▶ _Provided passage_
§ §

# Why is it all black?



## TwiceHorn (Jun 18, 2014)

Kind of an oddball question, but so much biking apparel is black. I'm not a huge fan of black as a color. 

Historically, I guess most or all of the spandex shorts, and wool before them, were black.

Modern trends, especially in MTB, seem to involve more colors, finally.

Is there some reason that bike apparel tends to be black?


----------



## Jayem (Jul 16, 2005)

The question isn't why is it all black, the question is, could it be any blacker?, and the answer is none, none more black.


----------



## R_Pierce (May 31, 2017)

Fits my style perfectly. I honestly dont own a t shirt that isnt black.


----------



## mv70 (Feb 15, 2018)

R_Pierce said:


> Fits my style perfectly. I honestly dont own a t shirt that isnt black.


+1 .Black car and bikes too


----------



## R_Pierce (May 31, 2017)

mv70 said:


> +1 .Black car and bikes too


Car, yes. But my bike is rather colorful. Which is a bit out of my "norm"

Sent from my LG-H931 using Tapatalk


----------



## Mr Pig (Jun 25, 2008)

TwiceHorn said:


> Is there some reason that bike apparel tends to be black?


Good question. It's partly just a trend as if you think back to the early days of mountain biking, nothing was black!

But black is not an ideal colour, it's hot and shows the dirt. The only black clothing I have are things I couldn't get in any other colour.

When I was about twenty I had a friend who was a goth. My girlfriend and I agreed to go to a goth disco with her, yes they really had such a thing, but had no black clothes to wear. We borrowed black T-shirts from my goth friend and when she opened her wardrobe...she didn't have a single piece of clothing that was_ not _black!


----------



## chazpat (Sep 23, 2006)

Jayem said:


> The question isn't why is it all black, the question is, could it be any blacker?, and the answer is none, none more black.
> 
> View attachment 1207437


lol, I bet most won't get your reference.


----------



## GoingNowhere (Oct 15, 2014)

chazpat said:


> lol, I bet most won't get your reference.


But these go to 11.

My guess is most protection is black so it works with any other color. If a company is going to make an item in one color it may as well be as versatile as possible.

That being said, I think there are plenty of options for bike clothing in all sorts of color but the protective devices are mostly black. I have gray shorts and blue shorts. And shirts and gloves in all sorts of colors. I'm going to guess it's cheaper to produce gloves in many colors than knee pads or shin guards.

§ §

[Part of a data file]
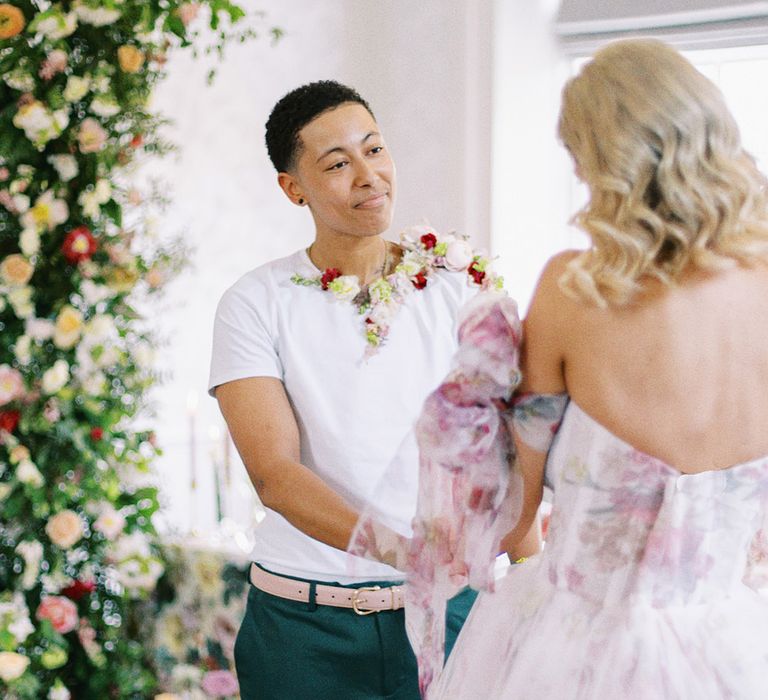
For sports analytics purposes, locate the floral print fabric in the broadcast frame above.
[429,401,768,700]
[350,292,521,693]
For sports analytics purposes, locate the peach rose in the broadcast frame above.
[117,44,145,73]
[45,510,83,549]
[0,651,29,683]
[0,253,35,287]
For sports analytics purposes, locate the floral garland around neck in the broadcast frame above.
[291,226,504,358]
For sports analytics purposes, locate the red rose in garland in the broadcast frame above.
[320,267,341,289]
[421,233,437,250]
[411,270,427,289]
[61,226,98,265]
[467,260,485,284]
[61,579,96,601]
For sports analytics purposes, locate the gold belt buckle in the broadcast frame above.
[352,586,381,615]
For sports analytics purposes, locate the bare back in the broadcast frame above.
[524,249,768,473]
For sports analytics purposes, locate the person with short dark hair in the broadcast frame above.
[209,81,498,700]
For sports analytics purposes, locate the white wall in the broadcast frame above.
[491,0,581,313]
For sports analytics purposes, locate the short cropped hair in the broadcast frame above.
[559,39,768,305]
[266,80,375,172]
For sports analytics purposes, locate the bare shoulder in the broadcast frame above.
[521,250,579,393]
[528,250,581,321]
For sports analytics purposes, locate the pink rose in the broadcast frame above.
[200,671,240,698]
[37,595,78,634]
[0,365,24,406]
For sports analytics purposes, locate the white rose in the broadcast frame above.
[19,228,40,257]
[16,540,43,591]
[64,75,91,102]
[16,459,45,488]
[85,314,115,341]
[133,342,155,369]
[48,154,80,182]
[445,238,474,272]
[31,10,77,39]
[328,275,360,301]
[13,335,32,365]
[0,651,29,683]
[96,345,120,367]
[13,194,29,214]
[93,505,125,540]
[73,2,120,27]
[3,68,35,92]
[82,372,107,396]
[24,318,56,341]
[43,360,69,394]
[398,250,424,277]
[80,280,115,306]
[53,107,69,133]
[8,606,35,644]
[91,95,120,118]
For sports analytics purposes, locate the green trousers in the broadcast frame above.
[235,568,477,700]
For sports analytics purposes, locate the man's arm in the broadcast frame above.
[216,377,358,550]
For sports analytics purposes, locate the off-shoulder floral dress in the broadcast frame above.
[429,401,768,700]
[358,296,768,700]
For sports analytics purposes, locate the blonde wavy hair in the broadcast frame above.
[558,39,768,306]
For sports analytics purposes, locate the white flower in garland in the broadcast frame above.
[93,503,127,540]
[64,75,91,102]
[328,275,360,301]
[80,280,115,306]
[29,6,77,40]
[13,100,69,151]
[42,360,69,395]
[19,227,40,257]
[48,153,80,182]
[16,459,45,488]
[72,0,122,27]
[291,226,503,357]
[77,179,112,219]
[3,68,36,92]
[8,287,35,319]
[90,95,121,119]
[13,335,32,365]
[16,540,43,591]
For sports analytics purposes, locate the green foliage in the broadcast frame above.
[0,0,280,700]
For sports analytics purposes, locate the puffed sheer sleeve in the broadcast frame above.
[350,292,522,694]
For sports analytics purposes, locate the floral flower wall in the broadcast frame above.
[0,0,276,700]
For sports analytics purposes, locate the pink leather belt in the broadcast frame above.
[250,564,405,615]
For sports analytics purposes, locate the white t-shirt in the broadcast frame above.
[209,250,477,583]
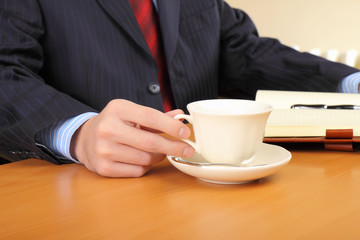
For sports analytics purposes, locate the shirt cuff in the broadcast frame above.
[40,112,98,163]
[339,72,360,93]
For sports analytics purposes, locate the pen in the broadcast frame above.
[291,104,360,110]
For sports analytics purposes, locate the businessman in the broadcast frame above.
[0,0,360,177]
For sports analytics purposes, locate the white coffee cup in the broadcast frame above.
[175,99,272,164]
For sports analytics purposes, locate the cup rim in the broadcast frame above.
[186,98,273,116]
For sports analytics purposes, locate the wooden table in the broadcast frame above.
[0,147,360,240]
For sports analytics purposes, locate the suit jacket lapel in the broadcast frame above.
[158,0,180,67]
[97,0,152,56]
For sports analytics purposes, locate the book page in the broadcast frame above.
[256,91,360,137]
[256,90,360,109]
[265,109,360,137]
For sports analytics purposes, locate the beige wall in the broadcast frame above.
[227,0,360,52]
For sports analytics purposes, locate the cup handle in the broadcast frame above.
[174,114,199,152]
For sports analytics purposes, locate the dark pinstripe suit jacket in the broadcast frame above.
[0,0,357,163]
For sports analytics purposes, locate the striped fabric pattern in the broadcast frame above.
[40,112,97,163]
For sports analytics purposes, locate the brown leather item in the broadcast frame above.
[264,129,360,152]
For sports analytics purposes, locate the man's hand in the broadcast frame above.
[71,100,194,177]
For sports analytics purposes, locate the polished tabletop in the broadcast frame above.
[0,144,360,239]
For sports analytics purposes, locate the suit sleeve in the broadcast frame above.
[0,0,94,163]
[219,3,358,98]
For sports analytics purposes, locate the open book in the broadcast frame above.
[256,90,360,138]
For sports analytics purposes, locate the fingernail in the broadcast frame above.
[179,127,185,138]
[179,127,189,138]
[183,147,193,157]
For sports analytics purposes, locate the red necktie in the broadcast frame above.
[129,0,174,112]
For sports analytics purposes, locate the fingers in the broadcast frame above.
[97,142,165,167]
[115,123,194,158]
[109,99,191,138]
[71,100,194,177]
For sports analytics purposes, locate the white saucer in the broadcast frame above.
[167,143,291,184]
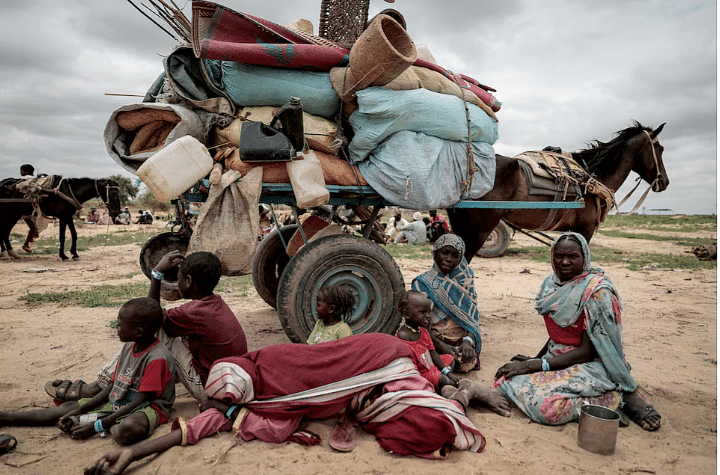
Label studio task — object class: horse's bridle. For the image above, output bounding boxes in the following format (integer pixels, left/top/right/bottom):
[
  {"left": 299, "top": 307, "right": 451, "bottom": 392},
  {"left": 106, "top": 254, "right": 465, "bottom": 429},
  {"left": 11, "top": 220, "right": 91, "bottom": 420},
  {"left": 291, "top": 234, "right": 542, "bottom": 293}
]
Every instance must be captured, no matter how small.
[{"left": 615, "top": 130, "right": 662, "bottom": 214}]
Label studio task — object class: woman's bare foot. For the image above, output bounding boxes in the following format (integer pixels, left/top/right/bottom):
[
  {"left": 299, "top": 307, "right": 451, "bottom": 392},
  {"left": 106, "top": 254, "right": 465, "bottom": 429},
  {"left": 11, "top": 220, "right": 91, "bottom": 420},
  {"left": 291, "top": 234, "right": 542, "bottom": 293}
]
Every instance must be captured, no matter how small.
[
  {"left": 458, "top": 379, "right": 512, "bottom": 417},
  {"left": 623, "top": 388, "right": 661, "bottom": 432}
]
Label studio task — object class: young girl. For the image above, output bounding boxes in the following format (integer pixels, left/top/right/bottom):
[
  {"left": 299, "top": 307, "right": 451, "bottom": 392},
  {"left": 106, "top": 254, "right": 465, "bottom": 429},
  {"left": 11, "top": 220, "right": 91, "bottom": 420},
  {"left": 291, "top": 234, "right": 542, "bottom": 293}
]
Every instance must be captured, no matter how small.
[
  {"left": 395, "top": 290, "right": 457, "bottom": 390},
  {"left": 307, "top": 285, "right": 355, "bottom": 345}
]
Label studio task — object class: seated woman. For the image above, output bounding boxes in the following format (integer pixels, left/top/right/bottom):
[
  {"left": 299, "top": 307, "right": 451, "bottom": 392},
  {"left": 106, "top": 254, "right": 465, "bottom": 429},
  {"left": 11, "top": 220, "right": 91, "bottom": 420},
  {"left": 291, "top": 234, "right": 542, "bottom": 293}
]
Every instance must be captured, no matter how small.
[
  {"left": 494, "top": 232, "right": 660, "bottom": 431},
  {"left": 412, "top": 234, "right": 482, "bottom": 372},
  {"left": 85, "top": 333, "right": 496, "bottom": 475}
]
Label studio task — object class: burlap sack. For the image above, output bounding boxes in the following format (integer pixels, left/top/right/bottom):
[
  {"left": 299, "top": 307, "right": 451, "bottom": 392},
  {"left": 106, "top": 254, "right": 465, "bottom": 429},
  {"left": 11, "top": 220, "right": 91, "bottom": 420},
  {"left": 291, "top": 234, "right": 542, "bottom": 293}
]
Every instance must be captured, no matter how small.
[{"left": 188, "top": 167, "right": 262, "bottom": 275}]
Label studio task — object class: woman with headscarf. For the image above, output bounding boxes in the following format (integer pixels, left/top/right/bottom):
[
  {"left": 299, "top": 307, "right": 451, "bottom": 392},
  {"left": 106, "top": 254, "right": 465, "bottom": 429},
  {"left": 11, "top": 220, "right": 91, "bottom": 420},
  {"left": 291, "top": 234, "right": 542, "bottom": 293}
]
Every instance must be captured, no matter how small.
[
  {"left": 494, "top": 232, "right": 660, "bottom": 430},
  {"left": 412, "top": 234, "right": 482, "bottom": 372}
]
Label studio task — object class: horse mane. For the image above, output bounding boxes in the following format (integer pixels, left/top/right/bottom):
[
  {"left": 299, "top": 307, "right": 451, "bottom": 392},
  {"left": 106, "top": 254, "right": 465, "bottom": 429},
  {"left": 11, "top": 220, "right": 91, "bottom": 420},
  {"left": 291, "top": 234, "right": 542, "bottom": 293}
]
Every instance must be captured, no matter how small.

§ §

▶ _What the task requires_
Quote the thread on black bike apparel, starting with "Kind of an oddball" and going on through "them, were black.". This material was drawn from a separate source.

▶ _Answer to this task_
Kind of an oddball question, but so much biking apparel is black. I'm not a huge fan of black as a color. 

Historically, I guess most or all of the spandex shorts, and wool before them, were black.